Collected data:
#####

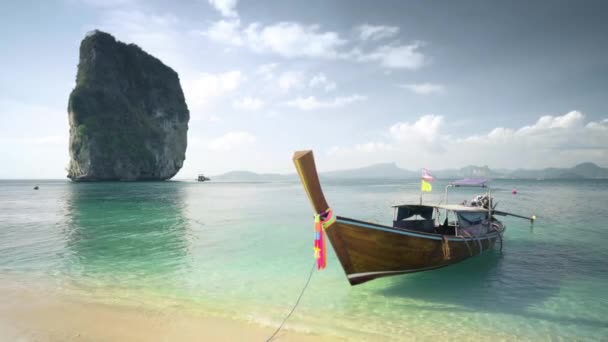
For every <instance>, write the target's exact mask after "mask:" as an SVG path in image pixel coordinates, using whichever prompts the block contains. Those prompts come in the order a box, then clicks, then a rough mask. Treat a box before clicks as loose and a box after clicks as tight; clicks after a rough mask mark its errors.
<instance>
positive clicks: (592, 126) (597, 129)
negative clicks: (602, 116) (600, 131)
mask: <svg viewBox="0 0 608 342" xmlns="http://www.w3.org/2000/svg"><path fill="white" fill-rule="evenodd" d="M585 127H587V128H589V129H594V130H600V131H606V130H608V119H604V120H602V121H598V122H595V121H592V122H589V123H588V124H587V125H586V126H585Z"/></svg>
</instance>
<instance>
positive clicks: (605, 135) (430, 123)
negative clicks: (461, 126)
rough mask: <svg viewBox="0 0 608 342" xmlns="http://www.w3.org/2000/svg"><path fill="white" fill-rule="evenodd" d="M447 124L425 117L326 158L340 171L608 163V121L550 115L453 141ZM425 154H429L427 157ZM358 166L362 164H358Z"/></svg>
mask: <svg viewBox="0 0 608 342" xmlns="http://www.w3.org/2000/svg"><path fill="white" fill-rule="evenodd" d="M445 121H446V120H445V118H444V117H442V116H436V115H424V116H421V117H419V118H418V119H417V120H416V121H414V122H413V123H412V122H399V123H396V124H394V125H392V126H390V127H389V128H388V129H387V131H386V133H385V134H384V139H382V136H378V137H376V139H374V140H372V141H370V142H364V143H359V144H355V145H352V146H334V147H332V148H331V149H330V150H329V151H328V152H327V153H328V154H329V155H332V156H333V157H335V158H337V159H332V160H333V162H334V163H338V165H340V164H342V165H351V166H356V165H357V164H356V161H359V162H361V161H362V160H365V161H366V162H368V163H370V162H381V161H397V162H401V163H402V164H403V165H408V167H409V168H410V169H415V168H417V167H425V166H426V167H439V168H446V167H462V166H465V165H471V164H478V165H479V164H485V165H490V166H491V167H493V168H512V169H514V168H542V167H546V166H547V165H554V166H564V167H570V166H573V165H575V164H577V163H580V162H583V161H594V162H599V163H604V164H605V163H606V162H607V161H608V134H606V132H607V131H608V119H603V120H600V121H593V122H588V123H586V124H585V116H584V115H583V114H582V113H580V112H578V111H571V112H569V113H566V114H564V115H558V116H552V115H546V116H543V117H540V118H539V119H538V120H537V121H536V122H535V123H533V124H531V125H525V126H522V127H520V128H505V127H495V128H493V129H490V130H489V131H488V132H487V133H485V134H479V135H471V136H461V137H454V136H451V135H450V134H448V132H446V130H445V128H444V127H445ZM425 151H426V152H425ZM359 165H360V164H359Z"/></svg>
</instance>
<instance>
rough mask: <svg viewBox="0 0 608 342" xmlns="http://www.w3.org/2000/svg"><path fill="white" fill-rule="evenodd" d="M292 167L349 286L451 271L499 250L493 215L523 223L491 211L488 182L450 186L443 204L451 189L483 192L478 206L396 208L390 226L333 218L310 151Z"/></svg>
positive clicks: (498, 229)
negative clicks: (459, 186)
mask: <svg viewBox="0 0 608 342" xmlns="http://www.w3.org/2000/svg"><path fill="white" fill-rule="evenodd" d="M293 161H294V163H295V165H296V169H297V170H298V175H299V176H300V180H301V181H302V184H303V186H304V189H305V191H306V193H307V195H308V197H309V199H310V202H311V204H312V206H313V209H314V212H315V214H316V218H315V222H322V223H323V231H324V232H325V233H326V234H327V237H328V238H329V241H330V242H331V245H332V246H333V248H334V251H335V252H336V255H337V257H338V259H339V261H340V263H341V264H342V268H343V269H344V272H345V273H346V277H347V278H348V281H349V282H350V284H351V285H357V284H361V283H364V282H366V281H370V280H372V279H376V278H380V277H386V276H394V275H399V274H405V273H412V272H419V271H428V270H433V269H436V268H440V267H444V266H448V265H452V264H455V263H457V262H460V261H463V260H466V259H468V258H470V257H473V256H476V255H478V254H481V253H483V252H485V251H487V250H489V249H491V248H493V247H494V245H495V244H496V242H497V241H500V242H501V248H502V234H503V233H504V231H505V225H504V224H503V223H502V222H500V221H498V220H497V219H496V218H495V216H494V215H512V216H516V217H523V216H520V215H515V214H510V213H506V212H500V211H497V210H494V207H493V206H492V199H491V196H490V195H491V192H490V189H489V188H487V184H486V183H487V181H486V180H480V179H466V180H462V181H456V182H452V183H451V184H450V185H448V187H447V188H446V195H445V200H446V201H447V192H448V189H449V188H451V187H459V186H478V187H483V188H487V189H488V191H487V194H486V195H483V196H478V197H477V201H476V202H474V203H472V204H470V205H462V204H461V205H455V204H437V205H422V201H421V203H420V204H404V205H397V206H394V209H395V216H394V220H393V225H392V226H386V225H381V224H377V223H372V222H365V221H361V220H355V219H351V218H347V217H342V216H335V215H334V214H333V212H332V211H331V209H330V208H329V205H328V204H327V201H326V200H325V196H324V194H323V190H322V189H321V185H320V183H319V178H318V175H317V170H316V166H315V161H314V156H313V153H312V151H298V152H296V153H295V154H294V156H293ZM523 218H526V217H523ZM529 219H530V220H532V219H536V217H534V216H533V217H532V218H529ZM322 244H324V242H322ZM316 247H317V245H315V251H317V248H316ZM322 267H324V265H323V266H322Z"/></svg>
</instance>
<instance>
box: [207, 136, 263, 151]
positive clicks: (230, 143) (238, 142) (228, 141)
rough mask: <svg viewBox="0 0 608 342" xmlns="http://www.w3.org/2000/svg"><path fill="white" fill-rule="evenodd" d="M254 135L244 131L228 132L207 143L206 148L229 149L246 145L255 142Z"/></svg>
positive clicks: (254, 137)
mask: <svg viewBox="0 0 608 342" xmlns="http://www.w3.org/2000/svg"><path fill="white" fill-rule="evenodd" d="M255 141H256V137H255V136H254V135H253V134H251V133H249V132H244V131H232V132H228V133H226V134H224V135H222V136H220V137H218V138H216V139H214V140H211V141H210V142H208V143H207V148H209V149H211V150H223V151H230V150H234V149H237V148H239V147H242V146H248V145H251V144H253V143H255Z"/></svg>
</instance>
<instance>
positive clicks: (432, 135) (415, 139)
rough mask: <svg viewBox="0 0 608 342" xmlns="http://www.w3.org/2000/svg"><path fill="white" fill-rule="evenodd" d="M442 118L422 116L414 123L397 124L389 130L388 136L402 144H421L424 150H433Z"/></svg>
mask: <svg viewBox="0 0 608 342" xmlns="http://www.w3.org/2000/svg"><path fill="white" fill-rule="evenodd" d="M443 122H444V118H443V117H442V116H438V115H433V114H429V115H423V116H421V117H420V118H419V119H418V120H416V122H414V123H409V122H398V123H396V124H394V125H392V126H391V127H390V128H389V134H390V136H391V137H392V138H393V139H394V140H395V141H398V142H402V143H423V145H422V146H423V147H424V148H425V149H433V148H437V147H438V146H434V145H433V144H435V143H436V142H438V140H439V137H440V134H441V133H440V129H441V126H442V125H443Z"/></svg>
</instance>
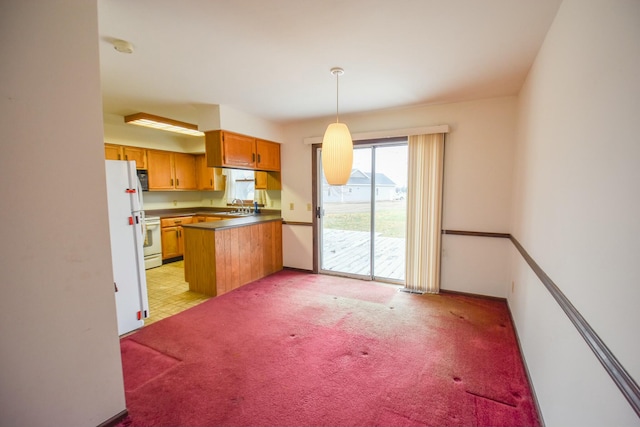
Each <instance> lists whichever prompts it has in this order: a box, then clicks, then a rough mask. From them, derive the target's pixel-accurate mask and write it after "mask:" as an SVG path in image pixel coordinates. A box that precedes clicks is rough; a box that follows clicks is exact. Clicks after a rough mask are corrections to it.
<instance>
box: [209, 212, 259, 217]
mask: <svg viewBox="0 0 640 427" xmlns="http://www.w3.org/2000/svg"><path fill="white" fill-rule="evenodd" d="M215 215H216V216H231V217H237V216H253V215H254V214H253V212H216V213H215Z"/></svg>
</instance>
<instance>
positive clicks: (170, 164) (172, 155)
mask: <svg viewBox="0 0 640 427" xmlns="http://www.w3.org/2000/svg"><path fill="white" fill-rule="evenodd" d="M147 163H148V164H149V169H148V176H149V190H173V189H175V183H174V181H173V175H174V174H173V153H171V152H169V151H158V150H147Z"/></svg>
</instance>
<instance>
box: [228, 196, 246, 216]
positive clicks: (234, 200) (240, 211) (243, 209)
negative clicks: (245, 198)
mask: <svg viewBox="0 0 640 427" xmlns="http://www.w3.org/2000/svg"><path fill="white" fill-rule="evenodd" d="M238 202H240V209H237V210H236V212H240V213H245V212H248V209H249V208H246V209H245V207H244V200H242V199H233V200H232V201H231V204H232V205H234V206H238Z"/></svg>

#####

• _To do_
Copy, without any change, the run of lines from the one with "positive clicks: (234, 200)" through the end of the entries above.

• _Solved problem_
positive clicks: (234, 200) (240, 211) (243, 209)
negative clicks: (245, 198)
mask: <svg viewBox="0 0 640 427" xmlns="http://www.w3.org/2000/svg"><path fill="white" fill-rule="evenodd" d="M238 202H240V209H237V210H236V212H240V213H245V212H248V209H249V208H246V209H245V207H244V200H242V199H233V200H232V201H231V204H232V205H234V206H238Z"/></svg>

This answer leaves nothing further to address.